- Task instructions
Every record below is to be retyped exactly.

(Material provided begins)

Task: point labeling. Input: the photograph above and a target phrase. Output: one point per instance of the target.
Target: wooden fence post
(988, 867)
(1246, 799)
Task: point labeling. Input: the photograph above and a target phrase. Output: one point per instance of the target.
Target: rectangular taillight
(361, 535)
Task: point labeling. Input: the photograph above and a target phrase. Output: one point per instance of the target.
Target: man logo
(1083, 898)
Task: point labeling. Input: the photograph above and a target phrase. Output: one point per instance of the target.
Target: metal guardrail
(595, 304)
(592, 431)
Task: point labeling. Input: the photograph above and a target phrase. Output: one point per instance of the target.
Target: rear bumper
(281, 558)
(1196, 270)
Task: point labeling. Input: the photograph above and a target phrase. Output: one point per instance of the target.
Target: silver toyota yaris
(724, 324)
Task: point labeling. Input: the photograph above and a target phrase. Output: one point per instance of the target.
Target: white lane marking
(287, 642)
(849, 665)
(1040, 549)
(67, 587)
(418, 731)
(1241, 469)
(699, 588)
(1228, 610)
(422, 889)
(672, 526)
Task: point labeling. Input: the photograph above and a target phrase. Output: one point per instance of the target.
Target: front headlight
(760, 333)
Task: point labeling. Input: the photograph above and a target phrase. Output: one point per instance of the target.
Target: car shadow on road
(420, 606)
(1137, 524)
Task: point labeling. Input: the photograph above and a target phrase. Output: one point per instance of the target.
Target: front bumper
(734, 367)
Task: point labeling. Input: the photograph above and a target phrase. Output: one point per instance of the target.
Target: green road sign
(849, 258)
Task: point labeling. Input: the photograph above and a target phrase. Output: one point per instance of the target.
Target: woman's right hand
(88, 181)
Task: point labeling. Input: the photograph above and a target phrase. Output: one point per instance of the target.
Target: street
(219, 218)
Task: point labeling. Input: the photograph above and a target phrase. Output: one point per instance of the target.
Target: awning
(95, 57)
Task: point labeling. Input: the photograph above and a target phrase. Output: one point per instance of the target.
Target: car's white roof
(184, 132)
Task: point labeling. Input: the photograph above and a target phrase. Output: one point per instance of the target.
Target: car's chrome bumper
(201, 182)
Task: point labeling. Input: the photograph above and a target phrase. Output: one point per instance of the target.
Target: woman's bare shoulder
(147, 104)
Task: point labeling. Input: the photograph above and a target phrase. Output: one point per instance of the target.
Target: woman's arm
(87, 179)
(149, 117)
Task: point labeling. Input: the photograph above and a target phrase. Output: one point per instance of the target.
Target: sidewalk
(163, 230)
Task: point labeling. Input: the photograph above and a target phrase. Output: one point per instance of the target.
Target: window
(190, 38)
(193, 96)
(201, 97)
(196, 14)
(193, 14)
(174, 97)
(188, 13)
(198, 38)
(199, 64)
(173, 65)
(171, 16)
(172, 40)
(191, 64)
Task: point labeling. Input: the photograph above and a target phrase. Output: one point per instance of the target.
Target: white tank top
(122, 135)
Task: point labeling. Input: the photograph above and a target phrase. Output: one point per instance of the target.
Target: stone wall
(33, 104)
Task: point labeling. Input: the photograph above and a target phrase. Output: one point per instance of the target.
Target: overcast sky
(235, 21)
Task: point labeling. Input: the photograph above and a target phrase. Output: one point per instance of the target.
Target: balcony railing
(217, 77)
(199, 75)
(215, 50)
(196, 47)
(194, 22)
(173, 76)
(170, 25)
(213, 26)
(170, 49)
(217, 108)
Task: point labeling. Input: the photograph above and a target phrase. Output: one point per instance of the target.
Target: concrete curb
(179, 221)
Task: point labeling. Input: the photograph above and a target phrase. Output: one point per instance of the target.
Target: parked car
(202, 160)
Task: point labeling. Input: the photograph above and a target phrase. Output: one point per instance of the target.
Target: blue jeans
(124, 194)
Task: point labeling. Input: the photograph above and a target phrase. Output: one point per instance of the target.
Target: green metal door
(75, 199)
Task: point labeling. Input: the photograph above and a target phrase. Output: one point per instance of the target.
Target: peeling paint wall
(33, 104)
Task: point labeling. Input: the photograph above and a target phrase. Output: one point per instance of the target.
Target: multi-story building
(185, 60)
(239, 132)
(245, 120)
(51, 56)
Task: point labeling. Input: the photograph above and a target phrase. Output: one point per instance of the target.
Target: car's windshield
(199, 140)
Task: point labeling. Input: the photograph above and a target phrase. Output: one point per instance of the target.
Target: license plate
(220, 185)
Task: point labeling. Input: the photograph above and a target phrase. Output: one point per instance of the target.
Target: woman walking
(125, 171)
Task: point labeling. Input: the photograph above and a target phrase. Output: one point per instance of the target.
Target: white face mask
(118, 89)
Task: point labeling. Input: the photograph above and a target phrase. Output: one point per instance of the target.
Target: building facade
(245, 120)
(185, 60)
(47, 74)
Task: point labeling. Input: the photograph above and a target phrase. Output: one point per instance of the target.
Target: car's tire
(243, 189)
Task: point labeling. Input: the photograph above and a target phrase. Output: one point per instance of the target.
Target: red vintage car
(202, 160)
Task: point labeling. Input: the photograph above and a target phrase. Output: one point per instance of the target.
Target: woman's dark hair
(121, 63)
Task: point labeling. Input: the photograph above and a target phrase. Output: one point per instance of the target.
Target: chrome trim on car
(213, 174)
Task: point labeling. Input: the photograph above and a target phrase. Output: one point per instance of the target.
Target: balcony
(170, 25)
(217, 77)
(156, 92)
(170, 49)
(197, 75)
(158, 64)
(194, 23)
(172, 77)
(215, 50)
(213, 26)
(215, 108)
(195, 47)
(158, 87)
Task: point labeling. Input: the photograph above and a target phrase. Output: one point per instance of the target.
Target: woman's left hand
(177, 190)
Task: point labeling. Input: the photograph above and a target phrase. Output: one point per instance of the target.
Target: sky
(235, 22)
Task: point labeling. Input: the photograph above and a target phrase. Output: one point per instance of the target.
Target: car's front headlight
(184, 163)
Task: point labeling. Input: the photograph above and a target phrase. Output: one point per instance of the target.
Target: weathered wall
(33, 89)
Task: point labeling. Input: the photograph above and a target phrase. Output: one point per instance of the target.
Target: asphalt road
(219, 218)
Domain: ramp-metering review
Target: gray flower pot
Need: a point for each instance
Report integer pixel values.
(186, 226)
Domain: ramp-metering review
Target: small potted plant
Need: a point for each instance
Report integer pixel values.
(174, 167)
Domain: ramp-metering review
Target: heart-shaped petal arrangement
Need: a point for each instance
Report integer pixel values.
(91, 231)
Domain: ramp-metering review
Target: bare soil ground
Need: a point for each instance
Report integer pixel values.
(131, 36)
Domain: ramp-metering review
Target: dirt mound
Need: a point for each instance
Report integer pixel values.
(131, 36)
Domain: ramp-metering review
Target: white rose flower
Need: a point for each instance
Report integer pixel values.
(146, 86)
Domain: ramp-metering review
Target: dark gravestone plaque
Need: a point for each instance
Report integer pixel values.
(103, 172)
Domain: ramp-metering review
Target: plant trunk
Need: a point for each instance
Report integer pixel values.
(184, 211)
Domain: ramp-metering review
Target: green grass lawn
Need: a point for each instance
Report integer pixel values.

(Material provided ends)

- Problem solution
Task: point labeling. Input: the photograph above and a target phrase. Output: one point per instance of the target.
Target: wooden fence post
(988, 867)
(1246, 799)
Task: point labeling. Input: the photograph above and a target phrase. Output: one point per instance of the target.
Target: rectangular taillight
(361, 535)
Task: point labeling. Input: the photograph above and a target phrase. Output: one point per instance of the target.
Target: man logo
(1083, 898)
Task: point labeling. Input: the photograph above and a target phrase. Output: one point per instance of the target.
Target: metal guardrail
(595, 304)
(592, 431)
Task: point labeling. Input: the photograph above and a target phrase. Output: one point per instance of the target.
Target: rear bumper
(281, 558)
(1196, 270)
Task: point labeling. Input: the photograph above and a target phrase. Output: one point per instance of the target.
Target: silver toyota yaris
(724, 324)
Task: point labeling. Input: the photograph above and a target phrase. Output: one point per instance of the target.
Target: white lane marking
(287, 642)
(849, 665)
(1040, 549)
(67, 587)
(418, 731)
(1241, 469)
(699, 588)
(1228, 610)
(422, 889)
(672, 526)
Task: point labeling. Input: the photograph above and a target phrase. Output: one point per instance of the target.
Target: front headlight
(760, 333)
Task: point labeling. Input: the photograph above and a target phrase. Output: one point per instance of the target.
Target: car shadow on road
(420, 606)
(1137, 524)
Task: point labeling. Input: the photograph above and a target phrase. Output: one point per instance of the target.
Target: front bumper
(734, 367)
Task: point labeling. Input: the photograph above and a target phrase. Output: one point per instance of the target.
Target: green road sign
(849, 258)
Task: point labeling. Input: the photograph above and a target phrase. Output: one point per instance of the target.
Target: woman's right hand
(88, 181)
Task: point labeling. Input: the photograph above and a target phrase. Output: one point per instance of the target.
Target: street
(219, 218)
Task: point labeling. Input: the photograph above and a target phrase. Output: one point per instance of the target.
Target: awning
(95, 57)
Task: point labeling. Input: the photograph above and a target phrase. Output: one point per instance of the target.
Target: car's white roof
(184, 132)
Task: point labeling. Input: the photograph above and a target phrase. Output: one point per instance of the target.
Target: car's chrome bumper
(201, 182)
Task: point labeling. Input: the photograph above and a target phrase. Output: one point per instance of the target.
Target: woman's bare shoulder
(147, 104)
Task: point labeling. Input: the photograph above and a target phrase. Output: one point per instance of the target.
Target: woman's arm
(87, 179)
(149, 117)
Task: point labeling. Input: the photograph above and a target phrase. Output: one point per instance of the target.
Target: sidewalk
(163, 230)
Task: point labeling. Input: the photograph above and a target phrase. Output: one point per instance of the target.
Target: window
(190, 38)
(193, 96)
(201, 97)
(196, 14)
(193, 14)
(174, 97)
(188, 13)
(198, 38)
(199, 64)
(173, 65)
(171, 16)
(172, 40)
(191, 64)
Task: point labeling. Input: the photograph above and a target phrase. Output: one point per instance of the target.
Target: white tank top
(122, 135)
Task: point labeling. Input: the photograph above and a target phrase. Output: one point per instance of the target.
Target: stone wall
(33, 104)
Task: point labeling. Input: the photograph above and a target phrase. Output: one point per instance of the target.
Target: overcast sky
(235, 21)
Task: point labeling. Input: the photograph above and a target phrase. Output: one point per instance of the target.
Target: balcony railing
(217, 77)
(199, 75)
(215, 50)
(196, 47)
(194, 22)
(173, 76)
(170, 25)
(213, 26)
(170, 49)
(217, 108)
Task: point labeling. Input: the photograph above and a target phrase. Output: one point per instance of the target.
Target: concrete curb
(179, 221)
Task: point labeling. Input: the photograph above and a target phrase. Output: one point per instance of the target.
Target: parked car
(202, 160)
Task: point labeling. Input: the photograph above and a target phrase. Output: one point per instance of the target.
Target: blue jeans
(124, 194)
Task: point labeling. Input: the photograph above and a target phrase. Output: one point per instance of the target.
Target: green metal door
(75, 199)
Task: point labeling. Input: the photograph above and a target phrase. Output: one point per instance of the target.
Target: peeling paint wall
(33, 104)
Task: point labeling. Input: the photograph above and a target phrase. Output: one point per instance of the target.
Target: multi-story building
(185, 60)
(239, 132)
(245, 120)
(51, 56)
Task: point labeling. Input: the photograph above and a target phrase. Output: one point per instance of the target.
Target: car's windshield
(199, 140)
Task: point labeling. Input: the photograph above and a target phrase. Output: one point per instance of the target.
Target: license plate
(220, 185)
Task: point labeling. Input: the photograph above and a target phrase. Output: one point per instance of the target.
Target: woman walking
(125, 171)
Task: point labeling. Input: the photograph above and a target phrase. Output: one point per instance of the target.
Target: white face mask
(118, 89)
Task: point labeling. Input: the photograph above and a target phrase. Output: one point per instance of the target.
Target: building facade
(245, 120)
(185, 60)
(47, 74)
Task: point labeling. Input: the photograph above and a target phrase. Output: one point per instance of the target.
Target: car's tire
(243, 189)
Task: point labeling. Input: the photograph above and a target phrase. Output: one point per instance of the target.
Target: red vintage car
(202, 160)
Task: point labeling. Input: the photograph above and a target phrase. Output: one point per instance of the target.
Target: woman's dark hair
(121, 63)
Task: point labeling. Input: the photograph above and a target phrase. Output: one point per instance of the target.
Target: chrome trim on car
(213, 174)
Task: point labeling. Input: the photograph above and a target phrase. Output: one point per instance of the target.
Target: balcony
(170, 25)
(217, 77)
(156, 92)
(170, 49)
(197, 75)
(158, 64)
(194, 23)
(172, 77)
(215, 50)
(213, 26)
(215, 108)
(195, 47)
(158, 87)
Task: point labeling. Input: the photograph above and a target phrase. Output: one point per instance of the target.
Target: woman's left hand
(177, 190)
Task: point labeling. Input: the photograph above and a target phrase. Output: one point per instance of the target.
Target: sky
(235, 22)
Task: point labeling. Input: the photograph above and a target phrase. Output: one point per instance of the target.
Target: car's front headlight
(184, 163)
Task: point labeling. Input: the photograph above and a target phrase. Output: one point per instance of the target.
Target: weathered wall
(33, 89)
Task: point labeling. Input: the photograph above and a target phrase. Output: one point per instance of the target.
Target: asphalt road
(219, 218)
Domain: ramp-metering review
Target: gray flower pot
Need: a point for each instance
Report integer pixel values.
(186, 226)
Domain: ramp-metering review
Target: small potted plant
Need: a point for each instance
Report integer pixel values.
(174, 167)
Domain: ramp-metering review
Target: heart-shaped petal arrangement
Need: a point for each instance
Report integer pixel values.
(91, 231)
Domain: ramp-metering review
Target: bare soil ground
Need: a point for each instance
Report integer pixel values.
(131, 36)
Domain: ramp-metering review
Target: dirt mound
Need: a point for each instance
Report integer pixel values.
(131, 36)
Domain: ramp-metering review
Target: white rose flower
Need: a point for each instance
Report integer pixel values.
(146, 86)
Domain: ramp-metering review
Target: dark gravestone plaque
Need: a point for each instance
Report integer pixel values.
(103, 172)
Domain: ramp-metering review
Target: plant trunk
Need: a point for each instance
Report integer pixel values.
(184, 211)
Domain: ramp-metering review
Target: green grass lawn
Need: a point for each instance
Report integer pixel values.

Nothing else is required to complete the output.